Some records:
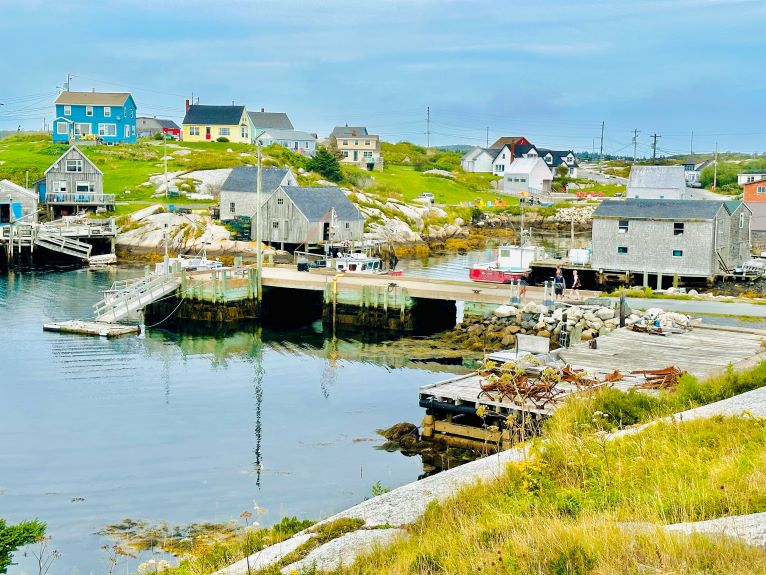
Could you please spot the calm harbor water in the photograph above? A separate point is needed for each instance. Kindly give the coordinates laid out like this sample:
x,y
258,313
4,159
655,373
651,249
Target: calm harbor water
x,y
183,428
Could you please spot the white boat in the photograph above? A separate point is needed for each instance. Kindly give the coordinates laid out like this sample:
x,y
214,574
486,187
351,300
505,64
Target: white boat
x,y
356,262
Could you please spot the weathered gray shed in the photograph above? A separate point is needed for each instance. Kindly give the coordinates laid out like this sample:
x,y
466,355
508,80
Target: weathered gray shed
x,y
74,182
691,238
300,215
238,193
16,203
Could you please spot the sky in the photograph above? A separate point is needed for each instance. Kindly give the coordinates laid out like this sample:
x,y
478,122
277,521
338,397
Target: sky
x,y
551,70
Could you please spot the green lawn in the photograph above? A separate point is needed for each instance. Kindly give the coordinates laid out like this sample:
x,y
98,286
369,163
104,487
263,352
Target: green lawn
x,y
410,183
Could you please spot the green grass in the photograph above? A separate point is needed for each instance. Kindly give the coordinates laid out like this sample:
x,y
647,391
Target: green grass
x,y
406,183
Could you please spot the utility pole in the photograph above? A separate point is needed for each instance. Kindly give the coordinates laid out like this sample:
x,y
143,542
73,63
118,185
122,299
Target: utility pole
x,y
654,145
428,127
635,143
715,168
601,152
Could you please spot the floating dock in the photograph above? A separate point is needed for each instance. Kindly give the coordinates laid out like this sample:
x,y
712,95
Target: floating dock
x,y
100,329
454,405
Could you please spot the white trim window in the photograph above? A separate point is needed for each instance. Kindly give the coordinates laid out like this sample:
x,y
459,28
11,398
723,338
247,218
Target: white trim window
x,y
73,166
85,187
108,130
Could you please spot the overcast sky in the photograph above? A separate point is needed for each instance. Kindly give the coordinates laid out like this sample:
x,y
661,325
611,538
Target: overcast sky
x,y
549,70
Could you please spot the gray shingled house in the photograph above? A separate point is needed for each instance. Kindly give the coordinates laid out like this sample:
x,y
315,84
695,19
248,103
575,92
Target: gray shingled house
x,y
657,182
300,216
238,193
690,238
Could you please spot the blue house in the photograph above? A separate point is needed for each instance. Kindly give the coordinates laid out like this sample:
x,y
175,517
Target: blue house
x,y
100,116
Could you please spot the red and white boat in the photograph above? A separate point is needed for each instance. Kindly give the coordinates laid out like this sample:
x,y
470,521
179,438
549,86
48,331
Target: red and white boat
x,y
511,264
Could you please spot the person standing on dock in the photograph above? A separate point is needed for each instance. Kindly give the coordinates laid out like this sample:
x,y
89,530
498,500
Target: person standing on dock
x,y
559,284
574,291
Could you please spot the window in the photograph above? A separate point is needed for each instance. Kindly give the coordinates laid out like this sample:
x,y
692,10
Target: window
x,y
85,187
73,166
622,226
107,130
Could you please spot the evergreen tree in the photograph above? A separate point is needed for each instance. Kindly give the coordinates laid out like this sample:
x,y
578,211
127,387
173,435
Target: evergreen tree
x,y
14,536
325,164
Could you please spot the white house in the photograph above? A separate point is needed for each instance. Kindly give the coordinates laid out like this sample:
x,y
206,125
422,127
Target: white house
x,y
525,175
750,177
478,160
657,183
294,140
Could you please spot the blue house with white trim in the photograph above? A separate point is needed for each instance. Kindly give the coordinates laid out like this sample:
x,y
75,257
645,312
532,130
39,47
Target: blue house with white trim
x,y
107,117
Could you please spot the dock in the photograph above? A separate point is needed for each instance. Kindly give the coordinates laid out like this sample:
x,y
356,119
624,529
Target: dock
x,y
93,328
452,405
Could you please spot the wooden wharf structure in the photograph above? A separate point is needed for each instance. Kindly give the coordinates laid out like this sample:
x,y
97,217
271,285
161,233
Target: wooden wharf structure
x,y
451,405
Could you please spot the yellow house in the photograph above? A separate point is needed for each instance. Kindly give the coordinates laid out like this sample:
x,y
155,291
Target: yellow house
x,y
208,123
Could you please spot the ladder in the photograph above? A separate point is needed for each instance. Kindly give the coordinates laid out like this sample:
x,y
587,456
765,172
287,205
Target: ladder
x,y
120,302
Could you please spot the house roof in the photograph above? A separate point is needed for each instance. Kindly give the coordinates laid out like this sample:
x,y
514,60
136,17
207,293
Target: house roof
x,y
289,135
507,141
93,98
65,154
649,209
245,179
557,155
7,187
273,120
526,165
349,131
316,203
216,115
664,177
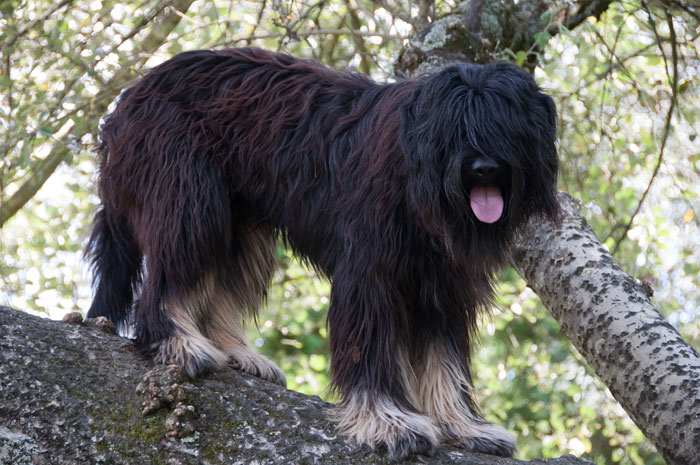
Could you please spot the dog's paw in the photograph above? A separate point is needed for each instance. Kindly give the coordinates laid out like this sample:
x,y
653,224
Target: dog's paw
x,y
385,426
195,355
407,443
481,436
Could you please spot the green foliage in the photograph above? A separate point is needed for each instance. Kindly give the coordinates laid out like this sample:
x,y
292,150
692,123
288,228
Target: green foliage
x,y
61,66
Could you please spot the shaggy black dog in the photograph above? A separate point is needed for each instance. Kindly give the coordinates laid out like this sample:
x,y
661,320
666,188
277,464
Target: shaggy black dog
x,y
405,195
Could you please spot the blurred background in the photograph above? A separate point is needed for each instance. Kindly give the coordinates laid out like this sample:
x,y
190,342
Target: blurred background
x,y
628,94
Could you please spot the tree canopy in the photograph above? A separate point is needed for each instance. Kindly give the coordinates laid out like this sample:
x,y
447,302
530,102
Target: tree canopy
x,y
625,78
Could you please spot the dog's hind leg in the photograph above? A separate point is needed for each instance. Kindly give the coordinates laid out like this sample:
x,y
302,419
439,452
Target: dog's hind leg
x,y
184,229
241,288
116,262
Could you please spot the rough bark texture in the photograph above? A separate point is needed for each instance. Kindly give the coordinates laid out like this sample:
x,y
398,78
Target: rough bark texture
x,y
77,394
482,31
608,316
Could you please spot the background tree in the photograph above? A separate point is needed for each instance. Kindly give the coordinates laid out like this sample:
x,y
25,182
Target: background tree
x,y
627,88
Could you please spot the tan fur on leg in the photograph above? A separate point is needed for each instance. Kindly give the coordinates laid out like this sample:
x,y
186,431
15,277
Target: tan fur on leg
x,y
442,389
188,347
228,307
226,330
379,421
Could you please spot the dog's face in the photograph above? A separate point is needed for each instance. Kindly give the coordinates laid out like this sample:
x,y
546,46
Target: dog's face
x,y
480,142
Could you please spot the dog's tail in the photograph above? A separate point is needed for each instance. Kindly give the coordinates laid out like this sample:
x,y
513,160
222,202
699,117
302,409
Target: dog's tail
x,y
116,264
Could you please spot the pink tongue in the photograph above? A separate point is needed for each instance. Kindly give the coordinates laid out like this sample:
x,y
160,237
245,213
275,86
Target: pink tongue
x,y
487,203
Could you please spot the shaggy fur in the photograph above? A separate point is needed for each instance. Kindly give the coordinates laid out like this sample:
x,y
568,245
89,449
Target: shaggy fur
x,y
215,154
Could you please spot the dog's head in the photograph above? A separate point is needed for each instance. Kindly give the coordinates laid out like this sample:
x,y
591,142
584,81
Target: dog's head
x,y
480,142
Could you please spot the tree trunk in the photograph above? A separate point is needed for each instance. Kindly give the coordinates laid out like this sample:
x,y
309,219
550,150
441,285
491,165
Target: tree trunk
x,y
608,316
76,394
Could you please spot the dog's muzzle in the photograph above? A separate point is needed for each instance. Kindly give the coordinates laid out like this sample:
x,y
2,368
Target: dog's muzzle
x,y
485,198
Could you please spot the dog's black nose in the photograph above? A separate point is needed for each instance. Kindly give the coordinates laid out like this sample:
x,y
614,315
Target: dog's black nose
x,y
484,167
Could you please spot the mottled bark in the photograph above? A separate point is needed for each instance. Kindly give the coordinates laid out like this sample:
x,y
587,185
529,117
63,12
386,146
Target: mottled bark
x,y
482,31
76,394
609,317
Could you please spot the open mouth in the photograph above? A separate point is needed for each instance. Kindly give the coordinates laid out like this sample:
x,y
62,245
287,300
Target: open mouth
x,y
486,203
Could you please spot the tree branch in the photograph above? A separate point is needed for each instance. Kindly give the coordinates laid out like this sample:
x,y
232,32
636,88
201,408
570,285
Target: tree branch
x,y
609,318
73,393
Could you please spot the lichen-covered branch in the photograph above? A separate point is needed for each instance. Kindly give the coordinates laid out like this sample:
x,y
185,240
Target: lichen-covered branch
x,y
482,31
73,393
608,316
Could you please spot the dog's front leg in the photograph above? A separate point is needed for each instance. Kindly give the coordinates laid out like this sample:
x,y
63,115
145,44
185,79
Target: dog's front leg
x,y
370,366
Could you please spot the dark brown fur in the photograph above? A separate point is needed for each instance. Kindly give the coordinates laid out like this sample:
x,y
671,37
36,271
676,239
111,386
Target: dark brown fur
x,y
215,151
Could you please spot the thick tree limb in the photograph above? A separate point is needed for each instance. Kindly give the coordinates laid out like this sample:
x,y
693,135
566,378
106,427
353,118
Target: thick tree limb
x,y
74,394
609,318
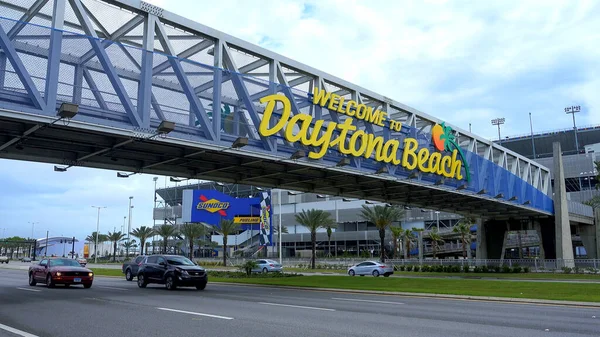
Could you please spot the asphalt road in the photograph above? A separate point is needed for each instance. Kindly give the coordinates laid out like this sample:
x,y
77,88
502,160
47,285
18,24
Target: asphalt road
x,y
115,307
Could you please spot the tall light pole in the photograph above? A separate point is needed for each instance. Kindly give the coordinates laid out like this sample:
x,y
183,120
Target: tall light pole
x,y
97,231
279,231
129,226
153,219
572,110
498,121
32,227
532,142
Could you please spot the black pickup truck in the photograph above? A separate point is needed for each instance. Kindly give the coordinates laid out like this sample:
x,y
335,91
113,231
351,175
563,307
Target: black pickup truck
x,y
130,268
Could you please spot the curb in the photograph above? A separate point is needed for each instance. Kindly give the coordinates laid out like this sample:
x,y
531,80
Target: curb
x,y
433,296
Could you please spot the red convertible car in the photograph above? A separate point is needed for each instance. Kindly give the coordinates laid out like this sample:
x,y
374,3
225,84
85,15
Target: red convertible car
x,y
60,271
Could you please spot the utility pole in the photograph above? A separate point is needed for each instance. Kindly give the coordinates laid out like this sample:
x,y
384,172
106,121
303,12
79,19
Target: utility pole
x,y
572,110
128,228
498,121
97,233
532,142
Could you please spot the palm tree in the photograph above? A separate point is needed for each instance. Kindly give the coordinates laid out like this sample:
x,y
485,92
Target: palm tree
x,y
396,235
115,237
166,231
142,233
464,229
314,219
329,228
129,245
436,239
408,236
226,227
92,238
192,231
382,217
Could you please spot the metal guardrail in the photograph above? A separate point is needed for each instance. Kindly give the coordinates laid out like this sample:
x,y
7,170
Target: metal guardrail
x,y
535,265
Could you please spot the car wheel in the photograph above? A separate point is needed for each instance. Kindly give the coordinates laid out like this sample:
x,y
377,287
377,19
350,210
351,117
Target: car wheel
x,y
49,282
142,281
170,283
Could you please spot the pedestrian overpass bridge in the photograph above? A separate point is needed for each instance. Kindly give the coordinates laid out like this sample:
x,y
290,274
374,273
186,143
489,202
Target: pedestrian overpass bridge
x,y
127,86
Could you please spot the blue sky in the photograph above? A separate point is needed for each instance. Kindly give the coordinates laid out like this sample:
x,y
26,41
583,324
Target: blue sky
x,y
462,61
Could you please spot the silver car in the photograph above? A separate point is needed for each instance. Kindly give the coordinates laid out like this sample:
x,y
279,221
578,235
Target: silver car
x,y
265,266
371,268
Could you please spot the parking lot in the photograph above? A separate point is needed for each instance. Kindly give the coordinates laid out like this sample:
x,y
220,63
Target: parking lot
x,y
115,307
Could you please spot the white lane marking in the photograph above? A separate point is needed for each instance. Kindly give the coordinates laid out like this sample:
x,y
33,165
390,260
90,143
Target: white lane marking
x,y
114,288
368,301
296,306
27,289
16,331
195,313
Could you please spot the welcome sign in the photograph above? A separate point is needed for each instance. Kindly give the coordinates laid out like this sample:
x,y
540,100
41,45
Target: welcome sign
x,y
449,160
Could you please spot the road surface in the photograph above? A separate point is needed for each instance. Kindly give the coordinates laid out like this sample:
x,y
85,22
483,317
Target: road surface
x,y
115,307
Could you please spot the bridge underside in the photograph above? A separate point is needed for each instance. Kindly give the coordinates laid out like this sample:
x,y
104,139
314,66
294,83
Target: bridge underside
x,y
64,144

| What you are asked to do |
Copy only the stretch running from the line containing "Could you please spot the white lane" to the final line of the entries, both ends included, exactly as it stands.

| The response |
Could you please spot the white lane marking in the photograph above? A separate point is needed for each instance. Kindly give the coordinates laid out like this sample:
x,y
33,165
390,260
90,143
Target: white lane marking
x,y
114,288
368,301
296,306
27,289
16,331
195,313
Could you please spot the welcome sign in the photograph above? A separate point is needed for each instance. Kindly give the coordinates laid out like this sample:
x,y
540,100
41,45
Target: welcome sign
x,y
449,160
Could you please spot the road surface in the photograph above? A separate point is needed for each instance. Kindly give the coordinates laid out like this sample:
x,y
85,22
483,317
Target: road surface
x,y
115,307
Could you please spot the bridge underside in the photograph above? A separate point is needed for each instance. Kindly give the coordinates laid out like this sample:
x,y
104,139
314,66
294,83
Target: bridge underside
x,y
64,144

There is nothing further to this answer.